** Texte fourni **

↓↓↓

Le blocage inédit du réseau social TikTok a été levé mercredi en Nouvelle-Calédonie, toujours sous couvre-feu et dont les touristes continuent de repartir au compte-gouttes, après deux semaines de violences qui ont fait sept morts et obligé la France à déployer 3.500 policiers et gendarmes.
“Pour faire suite à la fin des mesures d’état d’urgence (…), l’interdiction de la plateforme TikTok a été levée”, a indiqué le haut-commissariat de la République dans un communiqué, précisant toutefois que le couvre-feu reste en vigueur de 18H00 à 06H00 du matin.
“La situation en Nouvelle-Calédonie reste tendue”, a estimé le Premier ministre Gabriel Attal mercredi après-midi devant les députés. “Un rien, une étincelle peut suffire à ce que les violences reprennent plus fort”, a-t-il prévenu.
Le parquet de Nouméa a annoncé l’ouverture d’une enquête pour violences visant trois policiers municipaux de la ville, mis en cause par une vidéo, très partagée sur les réseaux sociaux, où l’on voit l’un des agents asséner “un violent coup de pied à la tête d’une personne, en position assise sur le sol, venant d’être interpellée”.
Les premières investigations permettent de situer les faits dans la nuit de samedi à dimanche après “l’interpellation de plusieurs auteurs présumés d’une tentative de vol”, selon le procureur Yves Dupas.

↑↑↑

** Extrait des données **
↓↓↓

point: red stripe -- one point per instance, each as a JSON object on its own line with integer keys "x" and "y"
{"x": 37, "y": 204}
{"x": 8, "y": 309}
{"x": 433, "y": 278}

↑↑↑

** Consigne écrite **
Répondez, s'il vous plaît, à ces questions sur le texte sur la Nouvelle-Calédonie :
1. Combien de policiers et gendarmes la France a-t-elle déployés ?
2. Entre quelles heures le couvre-feu reste-t-il en vigueur ?
3. Combien de policiers municipaux sont visés par l'enquête du parquet de Nouméa ?
Le matériel provient d'une source distincte du texte sur la Nouvelle-Calédonie.

** Réponse attendue **
1. 3.500 policiers et gendarmes.
2. De 18H00 à 06H00 du matin.
3. Trois policiers municipaux.